── PROVIDED INFORMATION ──

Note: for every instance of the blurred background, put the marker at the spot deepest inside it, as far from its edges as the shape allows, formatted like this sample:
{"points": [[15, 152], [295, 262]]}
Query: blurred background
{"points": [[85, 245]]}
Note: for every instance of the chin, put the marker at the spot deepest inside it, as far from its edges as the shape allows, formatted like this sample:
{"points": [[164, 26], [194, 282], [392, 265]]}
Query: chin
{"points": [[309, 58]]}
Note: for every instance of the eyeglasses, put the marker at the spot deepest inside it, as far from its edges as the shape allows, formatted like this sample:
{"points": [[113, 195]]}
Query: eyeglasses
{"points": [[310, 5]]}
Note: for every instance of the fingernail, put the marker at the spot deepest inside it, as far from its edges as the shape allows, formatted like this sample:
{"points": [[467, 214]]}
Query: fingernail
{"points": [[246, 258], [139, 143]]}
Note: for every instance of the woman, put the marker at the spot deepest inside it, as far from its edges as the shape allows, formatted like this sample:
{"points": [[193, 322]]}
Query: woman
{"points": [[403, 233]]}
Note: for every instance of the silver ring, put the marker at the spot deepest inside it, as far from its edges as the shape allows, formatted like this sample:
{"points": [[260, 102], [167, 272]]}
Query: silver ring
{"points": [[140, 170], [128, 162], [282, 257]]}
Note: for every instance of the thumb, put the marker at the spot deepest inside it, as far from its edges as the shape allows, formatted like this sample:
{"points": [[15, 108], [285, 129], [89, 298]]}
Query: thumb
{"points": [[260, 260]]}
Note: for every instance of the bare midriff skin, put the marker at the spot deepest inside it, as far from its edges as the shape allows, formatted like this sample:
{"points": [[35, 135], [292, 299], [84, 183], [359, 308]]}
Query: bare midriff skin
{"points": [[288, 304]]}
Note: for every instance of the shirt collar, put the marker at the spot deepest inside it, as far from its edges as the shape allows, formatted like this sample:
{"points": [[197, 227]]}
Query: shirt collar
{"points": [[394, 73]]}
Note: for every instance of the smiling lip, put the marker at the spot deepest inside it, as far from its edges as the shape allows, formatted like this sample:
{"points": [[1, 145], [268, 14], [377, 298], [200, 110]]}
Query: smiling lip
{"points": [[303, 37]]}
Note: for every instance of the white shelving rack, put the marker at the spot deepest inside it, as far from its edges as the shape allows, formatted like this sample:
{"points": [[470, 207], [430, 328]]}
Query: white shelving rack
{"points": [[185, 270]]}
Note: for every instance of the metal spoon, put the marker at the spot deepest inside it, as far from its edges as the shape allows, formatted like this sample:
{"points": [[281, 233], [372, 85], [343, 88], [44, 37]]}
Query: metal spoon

───

Go back to the data above and please quote exactly, and only, the lines from the line with "Query: fingernail" through its last line.

• SOLUTION TO THIS EXERCISE:
Query: fingernail
{"points": [[246, 258], [139, 143]]}
Note: for every instance of the woman, put the marker at the spot deepest inside it, as far from its edges as the shape allows, formatted like this sample:
{"points": [[193, 322]]}
Query: woman
{"points": [[403, 233]]}
Note: for every instance of the silver ring, put the marker at the spot deepest inside it, as far from its edges as the shape allows, formatted like this sample:
{"points": [[260, 102], [167, 272]]}
Query: silver ring
{"points": [[140, 170], [128, 162], [282, 257]]}
Note: for every instance of the thumb, put the marker at the spot deepest inside it, as far from its edges as the shape allows, formatted like this sample:
{"points": [[15, 108], [285, 129], [89, 298]]}
Query: thumb
{"points": [[260, 260]]}
Note: for every instance of the bare midriff skin, put the marker at the spot deepest inside it, as far from its edges as the shape allows, formatted like this sample:
{"points": [[35, 135], [292, 299], [84, 183], [359, 308]]}
Query: bare midriff skin
{"points": [[288, 304]]}
Note: for every instance of the shirt collar, put the marker at the spot deepest inside it, as far from its edges as the shape allows, formatted like this sample:
{"points": [[197, 227]]}
Query: shirt collar
{"points": [[394, 73]]}
Note: for every instance of the smiling lip, put the marker at the spot deepest inside it, as far from its edges as the shape allows, formatted like this sample:
{"points": [[1, 145], [268, 14], [377, 298], [200, 110]]}
Query: smiling lip
{"points": [[303, 37]]}
Note: for every instance of the white shelving rack, put the marker at the spot deepest inside it, as far from its edges as the shape allows, formatted like this sample:
{"points": [[470, 207], [430, 328]]}
Query: white shelving rack
{"points": [[185, 270]]}
Note: for every instance of the metal spoon, put the marker at the spot deepest inside it, as far from its edges as the shape allows, formatted like this sample:
{"points": [[281, 233], [372, 85], [343, 88], [44, 37]]}
Query: metal spoon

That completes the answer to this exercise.